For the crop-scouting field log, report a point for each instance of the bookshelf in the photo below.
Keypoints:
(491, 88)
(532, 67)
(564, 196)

= = =

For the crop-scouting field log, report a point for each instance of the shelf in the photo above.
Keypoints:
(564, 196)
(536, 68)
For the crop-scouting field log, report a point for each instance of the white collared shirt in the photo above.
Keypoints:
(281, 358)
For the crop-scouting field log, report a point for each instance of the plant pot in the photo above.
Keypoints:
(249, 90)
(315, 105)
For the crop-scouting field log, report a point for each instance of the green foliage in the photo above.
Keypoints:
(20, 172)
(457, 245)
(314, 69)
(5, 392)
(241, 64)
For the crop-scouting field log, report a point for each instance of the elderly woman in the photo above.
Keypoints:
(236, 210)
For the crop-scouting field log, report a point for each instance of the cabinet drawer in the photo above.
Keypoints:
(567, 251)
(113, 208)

= = =

Set down exactly the lines of the data above, beginning with the line that has "shelf in the photo above." and ending with the line that has "woman in the photo above.", and no others.

▶ _RESPONSE TO THE EXERCISE_:
For the crop-scouting field log, report a point for each instance of the shelf in the photo above.
Keypoints:
(564, 196)
(536, 68)
For the crop-scouting field log, report a point for each instance of the white collared shirt in the photo above.
Keypoints:
(281, 358)
For the crop-scouting field log, report a point for each instance of the plant pot in the photo above.
Keypoints:
(249, 90)
(315, 105)
For the crop-scouting field log, report a point for each instance of the green foliage in the photo above.
Keypoints:
(20, 172)
(457, 245)
(314, 69)
(5, 392)
(241, 64)
For the crop-scouting field log, report a point for each instance of the elderly woman in the photo above.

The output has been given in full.